╭──

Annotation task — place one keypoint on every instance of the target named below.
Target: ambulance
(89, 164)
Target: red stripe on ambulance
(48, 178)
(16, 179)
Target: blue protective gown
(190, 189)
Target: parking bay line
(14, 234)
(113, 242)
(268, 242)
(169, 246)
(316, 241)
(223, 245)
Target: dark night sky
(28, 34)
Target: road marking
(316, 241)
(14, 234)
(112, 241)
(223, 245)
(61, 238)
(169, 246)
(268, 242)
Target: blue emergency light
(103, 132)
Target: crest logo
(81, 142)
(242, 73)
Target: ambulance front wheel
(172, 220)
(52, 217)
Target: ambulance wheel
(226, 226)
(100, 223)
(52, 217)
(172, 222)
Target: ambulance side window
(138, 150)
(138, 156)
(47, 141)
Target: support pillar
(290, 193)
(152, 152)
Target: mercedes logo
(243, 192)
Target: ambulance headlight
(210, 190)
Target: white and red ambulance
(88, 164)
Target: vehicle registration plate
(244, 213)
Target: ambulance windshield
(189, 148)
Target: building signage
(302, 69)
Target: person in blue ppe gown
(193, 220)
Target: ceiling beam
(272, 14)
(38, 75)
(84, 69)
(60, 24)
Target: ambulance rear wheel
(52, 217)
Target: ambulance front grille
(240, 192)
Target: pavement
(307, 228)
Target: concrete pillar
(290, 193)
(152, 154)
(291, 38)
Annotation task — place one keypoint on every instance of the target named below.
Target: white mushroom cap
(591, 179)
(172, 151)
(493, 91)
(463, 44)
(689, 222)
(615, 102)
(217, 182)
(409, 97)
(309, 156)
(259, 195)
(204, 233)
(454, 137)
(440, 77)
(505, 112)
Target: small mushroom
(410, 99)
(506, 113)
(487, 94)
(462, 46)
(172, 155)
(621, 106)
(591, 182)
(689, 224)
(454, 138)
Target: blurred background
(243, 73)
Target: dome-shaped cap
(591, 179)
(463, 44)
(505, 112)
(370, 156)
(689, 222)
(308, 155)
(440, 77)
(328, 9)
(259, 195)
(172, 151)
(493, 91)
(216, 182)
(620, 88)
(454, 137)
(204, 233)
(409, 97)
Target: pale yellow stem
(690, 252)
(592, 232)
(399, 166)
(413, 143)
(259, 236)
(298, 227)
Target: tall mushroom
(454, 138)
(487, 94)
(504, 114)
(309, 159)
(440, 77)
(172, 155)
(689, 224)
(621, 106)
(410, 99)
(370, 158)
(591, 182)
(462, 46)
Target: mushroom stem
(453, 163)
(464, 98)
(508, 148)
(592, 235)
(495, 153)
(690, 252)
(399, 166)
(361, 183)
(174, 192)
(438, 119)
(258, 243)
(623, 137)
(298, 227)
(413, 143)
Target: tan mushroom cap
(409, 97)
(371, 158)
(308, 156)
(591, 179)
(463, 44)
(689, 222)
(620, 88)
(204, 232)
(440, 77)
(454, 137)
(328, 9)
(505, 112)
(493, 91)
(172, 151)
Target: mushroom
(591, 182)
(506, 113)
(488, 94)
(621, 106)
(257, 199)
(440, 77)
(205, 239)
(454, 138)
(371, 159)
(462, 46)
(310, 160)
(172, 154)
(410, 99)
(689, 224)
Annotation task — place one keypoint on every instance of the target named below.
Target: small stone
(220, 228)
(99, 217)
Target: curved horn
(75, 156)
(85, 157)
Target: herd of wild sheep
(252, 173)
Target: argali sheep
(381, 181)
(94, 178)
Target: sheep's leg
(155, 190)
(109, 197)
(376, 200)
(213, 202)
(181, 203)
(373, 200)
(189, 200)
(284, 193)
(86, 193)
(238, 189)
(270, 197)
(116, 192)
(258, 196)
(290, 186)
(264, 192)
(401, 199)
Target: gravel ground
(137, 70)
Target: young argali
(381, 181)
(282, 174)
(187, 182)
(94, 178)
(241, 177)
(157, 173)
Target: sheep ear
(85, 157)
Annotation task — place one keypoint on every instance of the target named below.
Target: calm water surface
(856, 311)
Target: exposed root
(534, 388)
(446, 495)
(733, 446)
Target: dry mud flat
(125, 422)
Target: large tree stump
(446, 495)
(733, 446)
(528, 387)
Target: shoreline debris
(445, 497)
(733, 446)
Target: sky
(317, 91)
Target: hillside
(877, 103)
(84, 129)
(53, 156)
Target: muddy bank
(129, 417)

╰──

GIVEN TASK → Reproduce, unchanged, the stretch from the line containing "Target: large tree stump" through the last line of the entries.

COMPLETE RESPONSE →
Target: large tree stump
(446, 495)
(733, 446)
(528, 387)
Target: shoreline debris
(445, 497)
(733, 446)
Target: sky
(317, 91)
Target: hillside
(877, 103)
(84, 129)
(53, 156)
Target: muddy bank
(129, 417)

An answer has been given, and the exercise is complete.